GIVEN RECORDS:
- - -

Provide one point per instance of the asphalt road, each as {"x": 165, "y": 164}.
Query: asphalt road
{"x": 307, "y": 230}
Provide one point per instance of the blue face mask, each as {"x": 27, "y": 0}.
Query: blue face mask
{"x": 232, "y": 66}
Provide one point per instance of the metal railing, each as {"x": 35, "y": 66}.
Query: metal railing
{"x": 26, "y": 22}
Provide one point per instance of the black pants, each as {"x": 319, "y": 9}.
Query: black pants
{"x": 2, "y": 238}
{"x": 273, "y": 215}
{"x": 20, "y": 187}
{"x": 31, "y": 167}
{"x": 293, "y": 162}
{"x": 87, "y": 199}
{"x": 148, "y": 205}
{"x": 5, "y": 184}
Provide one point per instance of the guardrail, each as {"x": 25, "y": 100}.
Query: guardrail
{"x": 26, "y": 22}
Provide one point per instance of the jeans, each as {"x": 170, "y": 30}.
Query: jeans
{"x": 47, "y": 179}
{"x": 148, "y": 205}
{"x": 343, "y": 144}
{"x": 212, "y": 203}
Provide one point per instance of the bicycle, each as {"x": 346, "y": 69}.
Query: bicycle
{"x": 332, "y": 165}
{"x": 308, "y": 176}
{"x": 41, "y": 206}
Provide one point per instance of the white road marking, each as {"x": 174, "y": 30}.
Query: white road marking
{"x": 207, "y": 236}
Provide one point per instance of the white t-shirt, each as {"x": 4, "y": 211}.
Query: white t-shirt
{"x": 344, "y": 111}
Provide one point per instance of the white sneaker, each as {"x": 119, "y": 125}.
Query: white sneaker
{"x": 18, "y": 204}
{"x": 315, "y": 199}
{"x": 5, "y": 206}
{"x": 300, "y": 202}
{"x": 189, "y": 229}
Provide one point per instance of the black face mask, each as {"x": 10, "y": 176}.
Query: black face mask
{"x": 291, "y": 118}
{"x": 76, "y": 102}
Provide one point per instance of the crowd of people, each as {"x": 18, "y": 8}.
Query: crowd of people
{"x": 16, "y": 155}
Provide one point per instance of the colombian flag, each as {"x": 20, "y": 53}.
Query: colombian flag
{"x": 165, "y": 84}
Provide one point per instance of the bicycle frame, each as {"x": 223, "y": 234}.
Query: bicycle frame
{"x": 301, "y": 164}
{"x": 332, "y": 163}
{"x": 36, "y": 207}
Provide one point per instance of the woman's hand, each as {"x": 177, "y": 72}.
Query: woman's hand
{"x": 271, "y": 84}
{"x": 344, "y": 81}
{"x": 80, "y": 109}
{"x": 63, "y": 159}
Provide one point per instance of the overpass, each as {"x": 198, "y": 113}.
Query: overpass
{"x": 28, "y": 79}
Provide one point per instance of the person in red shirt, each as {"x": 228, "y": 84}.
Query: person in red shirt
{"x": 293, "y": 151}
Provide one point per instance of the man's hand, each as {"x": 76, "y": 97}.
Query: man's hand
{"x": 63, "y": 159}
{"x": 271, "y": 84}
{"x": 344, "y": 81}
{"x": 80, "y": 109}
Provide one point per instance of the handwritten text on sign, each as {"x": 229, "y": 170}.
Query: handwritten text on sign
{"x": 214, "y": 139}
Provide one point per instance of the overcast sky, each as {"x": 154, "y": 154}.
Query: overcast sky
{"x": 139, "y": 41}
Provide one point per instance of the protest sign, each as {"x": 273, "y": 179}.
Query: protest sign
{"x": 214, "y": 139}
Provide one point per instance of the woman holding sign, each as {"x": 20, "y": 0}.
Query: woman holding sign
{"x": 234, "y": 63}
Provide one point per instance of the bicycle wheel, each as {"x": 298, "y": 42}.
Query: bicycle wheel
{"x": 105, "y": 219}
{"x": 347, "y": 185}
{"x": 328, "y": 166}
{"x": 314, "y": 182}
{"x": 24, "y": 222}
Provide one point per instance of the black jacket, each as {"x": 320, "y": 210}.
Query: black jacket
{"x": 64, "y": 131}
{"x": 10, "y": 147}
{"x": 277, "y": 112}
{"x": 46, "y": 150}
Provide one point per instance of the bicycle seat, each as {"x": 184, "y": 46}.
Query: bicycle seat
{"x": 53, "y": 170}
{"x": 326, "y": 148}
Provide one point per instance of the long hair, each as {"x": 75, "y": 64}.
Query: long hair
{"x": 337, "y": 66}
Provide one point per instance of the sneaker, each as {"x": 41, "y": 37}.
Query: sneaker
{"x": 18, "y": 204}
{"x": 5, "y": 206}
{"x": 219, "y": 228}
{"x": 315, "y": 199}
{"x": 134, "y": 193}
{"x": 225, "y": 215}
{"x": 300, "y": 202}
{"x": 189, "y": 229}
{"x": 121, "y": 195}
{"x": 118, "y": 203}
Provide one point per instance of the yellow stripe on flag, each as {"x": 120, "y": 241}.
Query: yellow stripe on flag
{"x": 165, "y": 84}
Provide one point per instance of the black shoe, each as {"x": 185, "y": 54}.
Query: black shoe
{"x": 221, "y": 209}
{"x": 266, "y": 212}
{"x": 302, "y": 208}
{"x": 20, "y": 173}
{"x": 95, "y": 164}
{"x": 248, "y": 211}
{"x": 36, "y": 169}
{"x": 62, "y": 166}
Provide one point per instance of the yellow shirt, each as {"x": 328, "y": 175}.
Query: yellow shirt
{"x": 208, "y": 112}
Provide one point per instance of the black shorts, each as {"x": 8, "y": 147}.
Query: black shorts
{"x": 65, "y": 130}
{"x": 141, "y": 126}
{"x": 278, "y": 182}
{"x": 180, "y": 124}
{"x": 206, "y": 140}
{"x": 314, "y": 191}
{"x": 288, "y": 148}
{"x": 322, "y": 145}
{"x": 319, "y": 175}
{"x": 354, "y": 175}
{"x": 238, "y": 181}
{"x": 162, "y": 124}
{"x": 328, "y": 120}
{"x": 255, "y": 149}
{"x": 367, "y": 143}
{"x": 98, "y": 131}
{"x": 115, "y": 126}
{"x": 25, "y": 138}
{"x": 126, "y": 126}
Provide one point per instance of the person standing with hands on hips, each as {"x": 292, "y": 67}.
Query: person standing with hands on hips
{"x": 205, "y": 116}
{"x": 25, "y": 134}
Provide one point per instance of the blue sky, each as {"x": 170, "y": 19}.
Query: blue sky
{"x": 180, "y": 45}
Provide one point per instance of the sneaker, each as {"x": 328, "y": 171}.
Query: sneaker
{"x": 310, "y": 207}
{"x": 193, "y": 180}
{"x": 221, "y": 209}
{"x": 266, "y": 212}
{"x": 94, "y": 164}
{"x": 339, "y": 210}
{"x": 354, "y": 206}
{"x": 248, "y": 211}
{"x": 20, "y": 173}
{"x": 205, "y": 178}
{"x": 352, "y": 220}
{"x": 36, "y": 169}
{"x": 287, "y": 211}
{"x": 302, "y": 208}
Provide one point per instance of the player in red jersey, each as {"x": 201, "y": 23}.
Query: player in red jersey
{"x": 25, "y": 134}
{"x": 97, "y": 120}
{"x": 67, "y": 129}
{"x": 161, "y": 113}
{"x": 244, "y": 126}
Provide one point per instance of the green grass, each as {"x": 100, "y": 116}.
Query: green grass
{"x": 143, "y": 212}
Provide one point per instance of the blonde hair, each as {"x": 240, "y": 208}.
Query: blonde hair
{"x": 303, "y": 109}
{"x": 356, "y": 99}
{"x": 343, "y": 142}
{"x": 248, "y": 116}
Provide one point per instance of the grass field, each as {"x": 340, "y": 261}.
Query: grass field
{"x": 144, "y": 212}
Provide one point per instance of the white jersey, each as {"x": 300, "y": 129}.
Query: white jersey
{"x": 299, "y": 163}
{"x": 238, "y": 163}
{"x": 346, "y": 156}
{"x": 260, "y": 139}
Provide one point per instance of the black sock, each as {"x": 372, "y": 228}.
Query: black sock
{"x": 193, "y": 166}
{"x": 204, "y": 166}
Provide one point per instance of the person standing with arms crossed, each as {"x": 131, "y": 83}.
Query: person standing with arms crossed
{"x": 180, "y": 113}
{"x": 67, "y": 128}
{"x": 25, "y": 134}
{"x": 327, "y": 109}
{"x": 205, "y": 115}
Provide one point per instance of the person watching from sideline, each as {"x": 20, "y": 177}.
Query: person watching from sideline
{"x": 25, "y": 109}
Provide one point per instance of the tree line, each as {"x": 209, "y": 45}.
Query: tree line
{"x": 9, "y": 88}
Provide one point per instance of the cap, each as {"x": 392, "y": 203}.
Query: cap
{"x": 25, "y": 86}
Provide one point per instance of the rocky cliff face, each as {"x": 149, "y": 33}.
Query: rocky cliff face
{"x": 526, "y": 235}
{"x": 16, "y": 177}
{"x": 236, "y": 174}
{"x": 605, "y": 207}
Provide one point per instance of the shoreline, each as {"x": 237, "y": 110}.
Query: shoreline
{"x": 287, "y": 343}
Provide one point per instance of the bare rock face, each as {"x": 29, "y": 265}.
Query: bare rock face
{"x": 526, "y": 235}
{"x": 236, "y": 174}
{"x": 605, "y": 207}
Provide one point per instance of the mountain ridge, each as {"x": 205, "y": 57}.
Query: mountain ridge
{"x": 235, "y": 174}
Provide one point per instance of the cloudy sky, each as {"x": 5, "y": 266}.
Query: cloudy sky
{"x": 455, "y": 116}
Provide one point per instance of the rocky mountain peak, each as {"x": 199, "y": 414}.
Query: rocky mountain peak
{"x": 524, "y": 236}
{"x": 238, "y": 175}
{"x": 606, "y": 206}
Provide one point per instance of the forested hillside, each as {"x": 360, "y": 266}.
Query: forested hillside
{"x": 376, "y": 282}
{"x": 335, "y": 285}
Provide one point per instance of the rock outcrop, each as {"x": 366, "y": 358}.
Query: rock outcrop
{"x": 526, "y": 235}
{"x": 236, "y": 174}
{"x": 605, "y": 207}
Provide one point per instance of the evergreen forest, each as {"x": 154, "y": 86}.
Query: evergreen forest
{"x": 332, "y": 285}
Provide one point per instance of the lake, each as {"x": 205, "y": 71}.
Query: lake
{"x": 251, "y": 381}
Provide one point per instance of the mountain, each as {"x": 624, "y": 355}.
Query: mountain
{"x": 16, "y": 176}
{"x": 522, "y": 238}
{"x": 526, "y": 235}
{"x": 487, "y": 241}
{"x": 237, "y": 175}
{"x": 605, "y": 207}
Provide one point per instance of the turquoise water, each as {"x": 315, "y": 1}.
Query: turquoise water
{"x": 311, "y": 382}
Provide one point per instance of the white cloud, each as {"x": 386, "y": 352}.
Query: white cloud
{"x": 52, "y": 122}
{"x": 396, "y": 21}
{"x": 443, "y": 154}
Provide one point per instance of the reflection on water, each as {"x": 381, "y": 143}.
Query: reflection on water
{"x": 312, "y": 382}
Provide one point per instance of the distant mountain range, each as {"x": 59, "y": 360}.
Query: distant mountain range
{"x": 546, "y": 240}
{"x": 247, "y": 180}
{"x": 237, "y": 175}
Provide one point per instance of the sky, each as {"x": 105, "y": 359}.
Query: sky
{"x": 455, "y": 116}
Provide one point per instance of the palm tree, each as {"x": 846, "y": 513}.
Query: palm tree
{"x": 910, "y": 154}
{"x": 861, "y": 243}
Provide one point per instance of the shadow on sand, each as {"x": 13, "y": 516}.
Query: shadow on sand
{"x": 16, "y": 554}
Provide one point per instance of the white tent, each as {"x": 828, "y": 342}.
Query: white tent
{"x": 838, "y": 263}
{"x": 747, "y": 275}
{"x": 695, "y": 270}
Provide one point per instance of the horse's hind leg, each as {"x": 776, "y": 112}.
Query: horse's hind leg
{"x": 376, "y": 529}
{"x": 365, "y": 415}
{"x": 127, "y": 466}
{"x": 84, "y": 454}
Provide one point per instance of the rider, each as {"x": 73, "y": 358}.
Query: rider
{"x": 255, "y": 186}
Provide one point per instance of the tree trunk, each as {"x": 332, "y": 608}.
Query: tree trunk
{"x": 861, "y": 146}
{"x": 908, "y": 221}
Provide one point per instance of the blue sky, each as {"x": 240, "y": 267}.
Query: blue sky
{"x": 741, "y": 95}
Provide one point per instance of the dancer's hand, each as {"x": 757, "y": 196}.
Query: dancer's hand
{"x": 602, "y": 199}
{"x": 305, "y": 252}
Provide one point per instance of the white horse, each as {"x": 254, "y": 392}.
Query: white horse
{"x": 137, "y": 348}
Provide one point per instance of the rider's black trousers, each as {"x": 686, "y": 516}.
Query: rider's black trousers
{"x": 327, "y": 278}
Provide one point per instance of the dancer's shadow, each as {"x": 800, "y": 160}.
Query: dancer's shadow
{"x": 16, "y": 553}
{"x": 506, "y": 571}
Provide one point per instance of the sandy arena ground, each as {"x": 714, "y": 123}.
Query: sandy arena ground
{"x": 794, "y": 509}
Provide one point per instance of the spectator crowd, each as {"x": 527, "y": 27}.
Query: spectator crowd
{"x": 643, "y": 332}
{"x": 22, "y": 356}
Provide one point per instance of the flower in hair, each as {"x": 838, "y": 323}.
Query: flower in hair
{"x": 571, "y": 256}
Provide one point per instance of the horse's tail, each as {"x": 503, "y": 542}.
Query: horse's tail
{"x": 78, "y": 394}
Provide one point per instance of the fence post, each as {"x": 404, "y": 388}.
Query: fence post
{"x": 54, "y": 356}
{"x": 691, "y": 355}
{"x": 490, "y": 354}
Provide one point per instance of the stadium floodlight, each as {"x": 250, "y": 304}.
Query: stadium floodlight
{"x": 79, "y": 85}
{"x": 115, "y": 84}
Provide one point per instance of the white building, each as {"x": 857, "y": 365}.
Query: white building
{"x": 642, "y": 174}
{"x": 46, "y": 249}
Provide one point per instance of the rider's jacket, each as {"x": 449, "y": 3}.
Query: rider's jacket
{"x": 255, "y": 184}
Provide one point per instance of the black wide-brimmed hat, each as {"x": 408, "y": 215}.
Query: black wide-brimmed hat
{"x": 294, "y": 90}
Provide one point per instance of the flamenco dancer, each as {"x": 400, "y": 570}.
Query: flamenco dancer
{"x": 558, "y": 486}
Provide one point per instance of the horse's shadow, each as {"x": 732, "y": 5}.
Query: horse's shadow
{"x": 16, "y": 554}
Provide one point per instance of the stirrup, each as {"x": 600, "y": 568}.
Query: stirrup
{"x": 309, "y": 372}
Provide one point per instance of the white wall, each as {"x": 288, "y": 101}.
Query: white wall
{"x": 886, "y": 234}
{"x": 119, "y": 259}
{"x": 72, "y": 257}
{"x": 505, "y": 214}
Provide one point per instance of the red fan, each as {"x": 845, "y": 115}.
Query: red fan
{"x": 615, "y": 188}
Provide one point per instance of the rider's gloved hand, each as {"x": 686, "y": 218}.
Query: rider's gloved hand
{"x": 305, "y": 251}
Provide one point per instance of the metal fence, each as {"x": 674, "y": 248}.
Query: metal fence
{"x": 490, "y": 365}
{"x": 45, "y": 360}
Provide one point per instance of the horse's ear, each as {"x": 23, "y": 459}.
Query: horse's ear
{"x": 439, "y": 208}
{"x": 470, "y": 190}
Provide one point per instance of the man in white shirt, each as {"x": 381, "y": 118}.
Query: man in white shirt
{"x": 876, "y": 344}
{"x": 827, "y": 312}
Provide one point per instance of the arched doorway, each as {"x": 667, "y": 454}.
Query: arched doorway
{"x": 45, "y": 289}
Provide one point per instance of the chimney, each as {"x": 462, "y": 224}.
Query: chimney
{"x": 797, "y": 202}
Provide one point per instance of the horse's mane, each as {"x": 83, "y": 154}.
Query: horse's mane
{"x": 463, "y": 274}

- - -

TASK PROMPT: Begin with the line that contains "Provide one point per instance of the metal fence, each" and end with the last line of the records; set down every line in that span exactly, and nothing else.

ANSWER FOR THE TASK:
Provide one point per instance of the metal fence, each as {"x": 674, "y": 248}.
Query: metal fence
{"x": 490, "y": 365}
{"x": 45, "y": 360}
Provide one point per instance of the horse's ear, each as {"x": 23, "y": 459}.
Query: horse's ear
{"x": 439, "y": 208}
{"x": 470, "y": 190}
Provide one point per instance of the man in white shirt, each as {"x": 381, "y": 118}.
Query: man in white shirt
{"x": 876, "y": 344}
{"x": 827, "y": 312}
Provide one point per instance of the arched doorway, each as {"x": 667, "y": 454}.
Query: arched doorway
{"x": 45, "y": 289}
Provide one point per instance of the chimney, each as {"x": 462, "y": 224}.
Query: chimney
{"x": 797, "y": 202}
Provide one point per instance of the horse's mane, each as {"x": 83, "y": 154}.
Query: horse's mane
{"x": 463, "y": 274}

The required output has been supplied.